Textauszug:
Bild: FDLR-Oberst Gakwerere (vorne links mit grünem Barett) ist der Großneffe…
DÜSSELDORF taz | Die dritte und vierte Woche im Gerichtsverfahren gegen
drei mutmaßliche FDLR-Mitglieder vor dem OLG Düsseldorf verging mit
Schilderungen der Hausdurchsuchungen bei den Angeklagten, der Auswertung
von Asservaten und der Vernehmung von Beamten des Bundeskriminalamtes.
Den Schilderungen der BKA-Beamten zufolge begann die polizeiliche Razzia
bei Familie U. eines Morgens früh um 6 Uhr. Man habe Herrn Jean-Bosco U.,
ehemaliger Mitarbeiter der ruandischen Botschaft in Bonn, den
Durchsuchungsbefehl und auch den Haftbefehl präsentiert. Es habe bei der
Durchsuchung eine Besonderheit gegeben: gegen 8 Uhr brachte eine Tochter
ihr Baby vorbei, damit die Oma drauf aufpasst, erzählt der
Ermittlungsführer beim BKA.
Gegen 11 Uhr seien die Kinder etwas quengelig geworden, daher habe er nur
geschrieben „schriftliche Unterlagen“, und die einzelnen Beweisstücke nicht
mehr separat im Durchsuchungsprotokoll aufgeführt.

Auszuführende Aufgaben:
**1)** Beantworten Sie anhand des Textauszugs:
(a) Vor welchem Gericht wird gegen die drei mutmaßlichen FDLR-Mitglieder verhandelt?
(b) Um wie viel Uhr begann die Razzia bei Familie U.?
(c) Wo war Jean-Bosco U. früher beschäftigt?
**2)** Warum führte der Ermittlungsführer laut Textauszug die einzelnen Beweisstücke nicht mehr separat im Durchsuchungsprotokoll auf?
**3)** Entnehmen Sie dem Textauszug wortgetreu den Abschnitt zwischen „Bild: FDLR-Oberst Gakwerere“ und „Ermittlungsführer beim BKA.“, beide einschließlich.
Die Zeilen spielen hierfür keine Rolle.

Bereitgestellte Daten:
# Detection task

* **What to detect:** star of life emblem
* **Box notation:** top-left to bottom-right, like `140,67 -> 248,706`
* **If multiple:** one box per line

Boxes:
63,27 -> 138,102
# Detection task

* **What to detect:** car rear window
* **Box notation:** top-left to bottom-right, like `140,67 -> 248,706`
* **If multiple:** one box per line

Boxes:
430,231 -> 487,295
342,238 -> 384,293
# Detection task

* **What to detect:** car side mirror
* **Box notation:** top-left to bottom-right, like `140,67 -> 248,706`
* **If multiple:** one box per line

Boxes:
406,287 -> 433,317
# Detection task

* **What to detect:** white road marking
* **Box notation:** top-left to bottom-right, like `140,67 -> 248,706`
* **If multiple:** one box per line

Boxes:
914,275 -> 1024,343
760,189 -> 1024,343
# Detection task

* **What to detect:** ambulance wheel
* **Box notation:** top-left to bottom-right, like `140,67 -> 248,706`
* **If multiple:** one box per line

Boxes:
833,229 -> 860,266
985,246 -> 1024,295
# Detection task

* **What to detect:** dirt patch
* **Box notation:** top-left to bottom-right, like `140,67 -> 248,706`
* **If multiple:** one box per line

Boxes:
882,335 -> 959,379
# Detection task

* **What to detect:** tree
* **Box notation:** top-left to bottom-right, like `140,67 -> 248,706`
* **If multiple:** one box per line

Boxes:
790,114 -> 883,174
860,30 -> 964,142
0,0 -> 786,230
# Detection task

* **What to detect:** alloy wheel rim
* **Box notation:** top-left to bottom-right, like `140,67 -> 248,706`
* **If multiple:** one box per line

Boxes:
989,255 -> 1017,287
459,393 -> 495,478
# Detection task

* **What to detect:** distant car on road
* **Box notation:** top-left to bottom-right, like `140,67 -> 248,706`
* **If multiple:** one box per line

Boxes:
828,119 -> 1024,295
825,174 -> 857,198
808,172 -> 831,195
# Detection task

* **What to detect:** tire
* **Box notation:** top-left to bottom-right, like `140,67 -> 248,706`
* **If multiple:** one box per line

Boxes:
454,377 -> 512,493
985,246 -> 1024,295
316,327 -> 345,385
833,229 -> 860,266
==
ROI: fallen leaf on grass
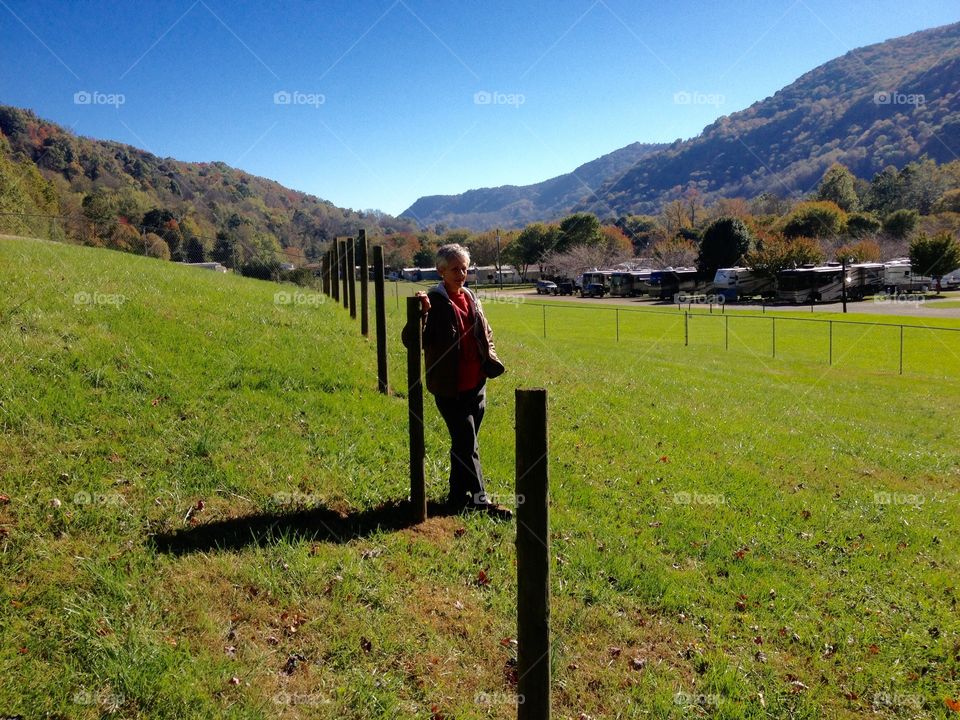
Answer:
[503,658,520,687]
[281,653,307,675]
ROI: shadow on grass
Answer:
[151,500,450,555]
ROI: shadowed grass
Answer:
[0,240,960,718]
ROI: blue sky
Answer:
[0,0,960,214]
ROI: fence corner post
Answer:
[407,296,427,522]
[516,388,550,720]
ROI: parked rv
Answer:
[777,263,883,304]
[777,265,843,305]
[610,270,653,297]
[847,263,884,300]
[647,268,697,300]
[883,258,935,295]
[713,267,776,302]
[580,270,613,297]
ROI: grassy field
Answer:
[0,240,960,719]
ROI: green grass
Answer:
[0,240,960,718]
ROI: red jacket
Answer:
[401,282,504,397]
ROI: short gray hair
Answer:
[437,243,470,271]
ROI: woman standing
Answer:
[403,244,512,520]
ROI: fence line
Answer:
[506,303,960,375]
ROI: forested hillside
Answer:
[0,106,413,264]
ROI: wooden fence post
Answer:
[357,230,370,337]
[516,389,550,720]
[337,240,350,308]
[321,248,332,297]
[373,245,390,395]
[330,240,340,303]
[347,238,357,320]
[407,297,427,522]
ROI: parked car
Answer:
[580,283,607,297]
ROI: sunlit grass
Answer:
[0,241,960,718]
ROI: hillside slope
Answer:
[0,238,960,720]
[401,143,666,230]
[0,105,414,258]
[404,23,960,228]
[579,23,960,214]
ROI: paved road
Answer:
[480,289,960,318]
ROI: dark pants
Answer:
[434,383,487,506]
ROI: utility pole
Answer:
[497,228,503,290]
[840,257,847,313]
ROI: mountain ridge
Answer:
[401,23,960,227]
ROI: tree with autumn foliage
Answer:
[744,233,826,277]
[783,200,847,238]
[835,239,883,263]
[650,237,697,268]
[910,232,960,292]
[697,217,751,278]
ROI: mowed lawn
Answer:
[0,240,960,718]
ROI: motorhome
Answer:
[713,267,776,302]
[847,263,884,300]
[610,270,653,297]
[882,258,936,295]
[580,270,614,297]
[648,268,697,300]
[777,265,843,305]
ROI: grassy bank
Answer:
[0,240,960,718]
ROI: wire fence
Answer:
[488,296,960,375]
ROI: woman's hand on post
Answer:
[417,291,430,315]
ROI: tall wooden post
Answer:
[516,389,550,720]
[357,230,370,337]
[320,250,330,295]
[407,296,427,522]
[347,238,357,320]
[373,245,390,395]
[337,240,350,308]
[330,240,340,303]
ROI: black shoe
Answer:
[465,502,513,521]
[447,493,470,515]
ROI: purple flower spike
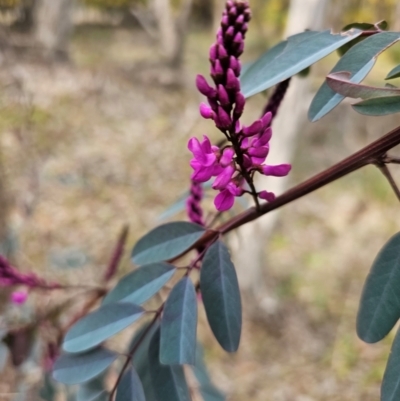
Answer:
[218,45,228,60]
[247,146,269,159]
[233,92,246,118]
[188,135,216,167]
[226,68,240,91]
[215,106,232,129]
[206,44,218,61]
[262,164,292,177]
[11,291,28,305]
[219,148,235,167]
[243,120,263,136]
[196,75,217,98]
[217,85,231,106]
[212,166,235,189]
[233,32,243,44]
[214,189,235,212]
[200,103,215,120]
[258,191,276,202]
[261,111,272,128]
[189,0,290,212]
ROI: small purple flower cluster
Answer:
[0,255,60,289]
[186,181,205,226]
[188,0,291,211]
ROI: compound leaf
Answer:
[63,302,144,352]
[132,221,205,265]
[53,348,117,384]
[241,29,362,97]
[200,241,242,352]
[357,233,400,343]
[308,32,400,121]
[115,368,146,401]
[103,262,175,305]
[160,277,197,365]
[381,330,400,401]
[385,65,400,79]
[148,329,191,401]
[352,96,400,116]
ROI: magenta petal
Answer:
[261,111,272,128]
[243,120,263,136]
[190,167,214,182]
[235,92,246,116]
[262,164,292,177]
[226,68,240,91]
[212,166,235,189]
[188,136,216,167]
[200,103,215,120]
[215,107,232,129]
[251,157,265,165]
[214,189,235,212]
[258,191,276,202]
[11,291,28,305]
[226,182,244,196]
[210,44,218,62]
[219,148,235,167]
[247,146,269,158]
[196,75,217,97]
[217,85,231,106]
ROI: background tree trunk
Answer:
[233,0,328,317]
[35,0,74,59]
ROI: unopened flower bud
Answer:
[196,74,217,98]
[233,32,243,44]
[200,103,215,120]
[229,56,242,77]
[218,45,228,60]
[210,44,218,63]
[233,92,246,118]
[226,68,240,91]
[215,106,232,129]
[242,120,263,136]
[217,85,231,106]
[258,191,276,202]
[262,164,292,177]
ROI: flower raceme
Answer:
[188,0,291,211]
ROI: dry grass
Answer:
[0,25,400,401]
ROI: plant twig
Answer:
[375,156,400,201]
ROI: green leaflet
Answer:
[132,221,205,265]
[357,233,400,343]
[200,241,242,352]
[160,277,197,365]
---
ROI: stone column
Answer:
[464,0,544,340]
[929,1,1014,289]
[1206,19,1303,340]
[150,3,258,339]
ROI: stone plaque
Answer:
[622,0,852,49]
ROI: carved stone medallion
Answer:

Lösungen:
**1)**
(a) Vor dem OLG Düsseldorf.
(b) Um 6 Uhr morgens.
(c) Bei der ruandischen Botschaft in Bonn.

**2)** Gegen 11 Uhr waren die Kinder etwas quengelig geworden. Deshalb schrieb er nur „schriftliche Unterlagen“ ins Protokoll.

**3)**
Bild: FDLR-Oberst Gakwerere (vorne links mit grünem Barett) ist der Großneffe…
DÜSSELDORF taz | Die dritte und vierte Woche im Gerichtsverfahren gegen
drei mutmaßliche FDLR-Mitglieder vor dem OLG Düsseldorf verging mit
Schilderungen der Hausdurchsuchungen bei den Angeklagten, der Auswertung
von Asservaten und der Vernehmung von Beamten des Bundeskriminalamtes.
Den Schilderungen der BKA-Beamten zufolge begann die polizeiliche Razzia
bei Familie U. eines Morgens früh um 6 Uhr. Man habe Herrn Jean-Bosco U.,
ehemaliger Mitarbeiter der ruandischen Botschaft in Bonn, den
Durchsuchungsbefehl und auch den Haftbefehl präsentiert. Es habe bei der
Durchsuchung eine Besonderheit gegeben: gegen 8 Uhr brachte eine Tochter
ihr Baby vorbei, damit die Oma drauf aufpasst, erzählt der
Ermittlungsführer beim BKA.